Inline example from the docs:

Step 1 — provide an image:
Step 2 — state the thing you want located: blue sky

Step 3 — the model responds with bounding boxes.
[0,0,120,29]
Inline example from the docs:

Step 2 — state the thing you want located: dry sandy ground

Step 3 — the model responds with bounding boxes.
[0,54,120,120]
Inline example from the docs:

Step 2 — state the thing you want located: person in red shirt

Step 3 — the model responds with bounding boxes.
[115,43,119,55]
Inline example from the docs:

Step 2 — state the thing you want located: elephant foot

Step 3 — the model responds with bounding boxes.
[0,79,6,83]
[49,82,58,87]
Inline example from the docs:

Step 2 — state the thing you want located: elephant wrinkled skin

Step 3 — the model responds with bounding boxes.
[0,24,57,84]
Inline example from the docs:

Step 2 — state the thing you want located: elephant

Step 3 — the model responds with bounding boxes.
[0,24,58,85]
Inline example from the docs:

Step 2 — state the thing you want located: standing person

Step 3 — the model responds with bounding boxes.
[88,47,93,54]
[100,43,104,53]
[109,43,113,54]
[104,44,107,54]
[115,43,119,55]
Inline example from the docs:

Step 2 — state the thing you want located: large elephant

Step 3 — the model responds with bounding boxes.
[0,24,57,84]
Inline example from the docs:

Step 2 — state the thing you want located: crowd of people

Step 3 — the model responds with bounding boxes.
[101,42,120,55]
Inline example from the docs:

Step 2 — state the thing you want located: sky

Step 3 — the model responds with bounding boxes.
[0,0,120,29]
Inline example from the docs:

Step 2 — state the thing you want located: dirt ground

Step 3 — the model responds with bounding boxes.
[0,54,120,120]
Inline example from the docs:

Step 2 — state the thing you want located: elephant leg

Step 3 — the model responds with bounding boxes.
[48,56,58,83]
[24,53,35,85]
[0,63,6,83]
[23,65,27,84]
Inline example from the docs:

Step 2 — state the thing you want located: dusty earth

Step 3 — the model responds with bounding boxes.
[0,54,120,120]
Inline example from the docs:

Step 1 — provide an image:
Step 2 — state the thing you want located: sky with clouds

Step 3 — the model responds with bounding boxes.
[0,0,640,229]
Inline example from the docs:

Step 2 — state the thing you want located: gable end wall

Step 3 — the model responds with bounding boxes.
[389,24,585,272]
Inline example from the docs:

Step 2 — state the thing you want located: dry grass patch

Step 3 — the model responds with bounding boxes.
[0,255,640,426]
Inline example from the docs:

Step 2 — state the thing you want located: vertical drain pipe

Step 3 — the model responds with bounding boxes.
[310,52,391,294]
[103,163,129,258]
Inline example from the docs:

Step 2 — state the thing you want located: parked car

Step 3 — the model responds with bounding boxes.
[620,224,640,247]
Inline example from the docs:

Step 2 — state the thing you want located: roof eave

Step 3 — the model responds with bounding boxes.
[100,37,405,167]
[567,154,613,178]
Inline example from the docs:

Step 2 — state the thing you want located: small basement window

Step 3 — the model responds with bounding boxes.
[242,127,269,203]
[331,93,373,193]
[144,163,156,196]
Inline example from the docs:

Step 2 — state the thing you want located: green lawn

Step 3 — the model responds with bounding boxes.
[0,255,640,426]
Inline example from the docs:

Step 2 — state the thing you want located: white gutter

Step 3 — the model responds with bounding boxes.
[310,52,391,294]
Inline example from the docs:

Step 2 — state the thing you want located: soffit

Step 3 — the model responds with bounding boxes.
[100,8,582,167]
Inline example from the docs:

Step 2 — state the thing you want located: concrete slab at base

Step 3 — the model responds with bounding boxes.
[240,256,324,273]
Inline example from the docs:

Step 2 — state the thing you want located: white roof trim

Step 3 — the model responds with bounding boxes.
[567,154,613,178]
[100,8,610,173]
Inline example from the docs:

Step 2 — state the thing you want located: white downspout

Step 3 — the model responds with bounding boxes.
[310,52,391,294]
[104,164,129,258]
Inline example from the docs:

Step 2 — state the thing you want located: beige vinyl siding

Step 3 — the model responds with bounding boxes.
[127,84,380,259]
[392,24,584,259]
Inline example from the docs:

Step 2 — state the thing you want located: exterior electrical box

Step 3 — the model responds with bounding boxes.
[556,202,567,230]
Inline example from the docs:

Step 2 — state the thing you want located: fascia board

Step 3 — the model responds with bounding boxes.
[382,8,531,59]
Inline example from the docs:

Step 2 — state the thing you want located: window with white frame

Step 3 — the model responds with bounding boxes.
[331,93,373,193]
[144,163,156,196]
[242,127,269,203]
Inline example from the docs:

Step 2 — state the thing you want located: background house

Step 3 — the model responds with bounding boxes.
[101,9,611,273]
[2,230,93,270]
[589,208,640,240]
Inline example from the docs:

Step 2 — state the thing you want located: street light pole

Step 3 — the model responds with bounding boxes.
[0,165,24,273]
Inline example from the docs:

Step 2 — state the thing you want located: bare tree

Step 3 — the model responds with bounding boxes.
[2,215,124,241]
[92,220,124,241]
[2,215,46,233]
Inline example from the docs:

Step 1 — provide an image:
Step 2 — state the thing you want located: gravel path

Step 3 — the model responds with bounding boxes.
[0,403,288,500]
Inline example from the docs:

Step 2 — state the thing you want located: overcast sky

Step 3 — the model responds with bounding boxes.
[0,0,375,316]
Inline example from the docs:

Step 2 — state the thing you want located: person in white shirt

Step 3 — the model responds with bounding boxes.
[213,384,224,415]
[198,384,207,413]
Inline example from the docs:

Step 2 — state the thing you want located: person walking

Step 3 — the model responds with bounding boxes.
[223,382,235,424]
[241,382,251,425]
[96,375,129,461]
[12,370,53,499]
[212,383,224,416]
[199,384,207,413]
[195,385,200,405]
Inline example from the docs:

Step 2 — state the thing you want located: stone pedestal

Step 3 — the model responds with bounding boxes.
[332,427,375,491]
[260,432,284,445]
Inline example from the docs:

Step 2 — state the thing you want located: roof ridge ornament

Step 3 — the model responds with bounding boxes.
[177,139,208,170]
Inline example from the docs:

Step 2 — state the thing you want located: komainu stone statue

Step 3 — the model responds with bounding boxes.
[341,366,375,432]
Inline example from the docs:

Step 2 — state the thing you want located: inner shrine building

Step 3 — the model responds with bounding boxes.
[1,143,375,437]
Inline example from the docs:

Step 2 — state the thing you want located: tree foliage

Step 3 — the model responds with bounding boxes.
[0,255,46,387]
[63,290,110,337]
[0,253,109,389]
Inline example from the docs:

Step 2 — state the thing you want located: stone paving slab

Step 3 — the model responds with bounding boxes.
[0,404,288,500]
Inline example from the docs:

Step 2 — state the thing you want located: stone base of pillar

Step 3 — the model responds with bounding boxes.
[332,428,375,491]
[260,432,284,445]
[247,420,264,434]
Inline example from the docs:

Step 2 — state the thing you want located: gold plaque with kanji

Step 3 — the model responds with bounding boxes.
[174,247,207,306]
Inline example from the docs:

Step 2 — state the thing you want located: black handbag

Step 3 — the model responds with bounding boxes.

:::

TASK GOAL:
How many lines of the material above contain the string "roof"? Reply with the number alone.

COMPLETE ANSWER:
3